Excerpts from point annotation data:
:::::

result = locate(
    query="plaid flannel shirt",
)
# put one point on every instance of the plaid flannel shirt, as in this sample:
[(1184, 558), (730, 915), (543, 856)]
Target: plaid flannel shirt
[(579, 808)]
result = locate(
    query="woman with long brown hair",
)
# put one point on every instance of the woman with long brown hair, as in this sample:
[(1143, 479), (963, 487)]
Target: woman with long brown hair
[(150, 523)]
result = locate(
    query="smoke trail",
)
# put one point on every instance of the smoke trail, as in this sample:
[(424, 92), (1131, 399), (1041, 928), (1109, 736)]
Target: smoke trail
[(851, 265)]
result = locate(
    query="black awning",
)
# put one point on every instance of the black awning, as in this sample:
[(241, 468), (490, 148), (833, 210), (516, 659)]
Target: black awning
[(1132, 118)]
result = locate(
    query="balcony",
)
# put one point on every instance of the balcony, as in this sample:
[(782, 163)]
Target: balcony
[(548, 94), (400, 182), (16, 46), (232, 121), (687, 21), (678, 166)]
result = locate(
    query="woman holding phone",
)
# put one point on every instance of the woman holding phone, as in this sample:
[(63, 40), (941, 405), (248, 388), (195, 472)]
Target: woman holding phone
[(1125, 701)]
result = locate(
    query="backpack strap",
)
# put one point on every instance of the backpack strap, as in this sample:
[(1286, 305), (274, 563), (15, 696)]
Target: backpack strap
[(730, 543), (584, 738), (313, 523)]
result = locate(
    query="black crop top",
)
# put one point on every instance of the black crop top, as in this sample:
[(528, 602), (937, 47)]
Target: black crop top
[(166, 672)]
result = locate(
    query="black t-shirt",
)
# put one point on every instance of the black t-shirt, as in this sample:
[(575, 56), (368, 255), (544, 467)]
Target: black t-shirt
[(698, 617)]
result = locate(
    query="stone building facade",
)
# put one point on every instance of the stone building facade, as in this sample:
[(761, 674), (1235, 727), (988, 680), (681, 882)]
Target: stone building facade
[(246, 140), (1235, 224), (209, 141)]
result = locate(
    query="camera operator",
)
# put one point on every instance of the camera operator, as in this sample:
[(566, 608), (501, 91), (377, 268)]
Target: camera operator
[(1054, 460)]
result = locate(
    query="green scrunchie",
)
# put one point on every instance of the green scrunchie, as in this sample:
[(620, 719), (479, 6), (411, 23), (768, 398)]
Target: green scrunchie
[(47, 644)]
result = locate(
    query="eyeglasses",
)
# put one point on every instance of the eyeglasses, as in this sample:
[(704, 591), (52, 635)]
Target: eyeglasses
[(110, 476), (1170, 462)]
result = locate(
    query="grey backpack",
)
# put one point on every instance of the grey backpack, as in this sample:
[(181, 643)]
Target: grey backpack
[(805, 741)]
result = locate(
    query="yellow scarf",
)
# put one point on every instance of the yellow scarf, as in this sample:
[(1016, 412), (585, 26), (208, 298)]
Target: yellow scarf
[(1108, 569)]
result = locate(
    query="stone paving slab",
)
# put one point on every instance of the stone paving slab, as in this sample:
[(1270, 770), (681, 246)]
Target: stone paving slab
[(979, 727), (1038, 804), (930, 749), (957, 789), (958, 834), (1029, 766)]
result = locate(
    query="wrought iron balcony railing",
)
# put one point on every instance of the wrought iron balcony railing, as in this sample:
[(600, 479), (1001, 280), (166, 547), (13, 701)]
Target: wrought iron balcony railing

:::::

▸ **TASK STATEMENT**: Reproduce every line of the records above without any changes.

▸ **ANSWER BELOW**:
result = locate(
    query="plaid flannel shirt",
)
# put one point on every instance of the plaid flannel shirt, as in this sample:
[(1184, 558), (730, 915), (543, 856)]
Target: plaid flannel shirt
[(579, 808)]
result = locate(
    query="woman with long brown hair",
)
# put one point on every instance of the woman with long brown hair, as in this sample:
[(1143, 479), (963, 487)]
Target: woman with long brown hair
[(150, 523)]
result = locate(
    query="smoke trail",
)
# put one point on every instance of the smoke trail, as in this sample:
[(424, 92), (1131, 399), (1041, 928), (1109, 736)]
Target: smoke trail
[(851, 265)]
result = locate(
    query="black awning",
)
# put one point on every instance of the black awning, as in this sample:
[(241, 468), (490, 148), (833, 210), (516, 659)]
Target: black awning
[(1132, 118)]
result = locate(
    query="balcony",
)
# put one point on every instance of the balcony, as in this sample:
[(782, 163)]
Target: balcony
[(548, 94), (400, 182), (16, 46), (232, 121), (687, 21), (678, 166)]
result = locate(
    query="woman holding phone",
)
# put one point on every instance of the woman holding phone, as in this sample:
[(63, 40), (941, 405), (248, 388), (195, 472)]
Target: woman holding phone
[(1125, 701)]
result = locate(
    query="backpack strap",
)
# put one point on every instance of the backpack strap, as in this sample:
[(1286, 305), (274, 563), (15, 696)]
Target: backpack strap
[(730, 543), (584, 738), (313, 523)]
result = locate(
    query="black crop top",
)
# put one point on every instance of the black crop top, as in this sample:
[(528, 602), (937, 47)]
Target: black crop top
[(166, 672)]
result = locate(
    query="black t-shirt",
)
# put one point on every instance of the black t-shirt, as in this sample:
[(575, 56), (368, 255), (544, 467)]
Target: black t-shirt
[(698, 617)]
result = locate(
    query="stone building facade",
)
# put one point on every instance of the stone building facade, as in this sample:
[(761, 674), (1235, 727), (988, 680), (681, 882)]
Target: stone building facade
[(246, 140), (1235, 224), (209, 141)]
result = locate(
    query="camera operator",
)
# put one point on every instance of the camera operator, as in this sample:
[(566, 608), (501, 91), (377, 268)]
Target: camera operator
[(1054, 460)]
result = locate(
    query="green scrunchie",
)
# put one point on every instance of the green scrunchie, as in this sample:
[(620, 719), (479, 6), (411, 23), (768, 398)]
Target: green scrunchie
[(47, 644)]
result = locate(
    query="eyeglasses",
)
# put one point on every instance of the eyeglasses, as in this sample:
[(704, 591), (52, 635)]
Target: eyeglasses
[(110, 476), (1170, 462)]
result = locate(
    query="grey backpack",
)
# put one point on every instance of the grey backpack, as in this sample:
[(181, 643)]
Target: grey backpack
[(805, 741)]
result = locate(
    query="yellow scarf",
)
# put one point on every instance of the yellow scarf, as in this sample:
[(1016, 412), (585, 26), (208, 298)]
Target: yellow scarf
[(1108, 569)]
result = locate(
    query="stone paving slab",
)
# put one point on every instance of the stone paving slab, as in this sample:
[(1270, 770), (681, 246)]
Target: stone paving slab
[(979, 727), (1038, 804), (930, 749), (957, 789), (958, 834), (1029, 766)]
result = locate(
    query="wrought iron balcony railing",
)
# put one point on every instance of the wrought iron balcony railing, as in this sample:
[(600, 479), (1001, 280), (166, 547), (13, 701)]
Target: wrought iron balcony railing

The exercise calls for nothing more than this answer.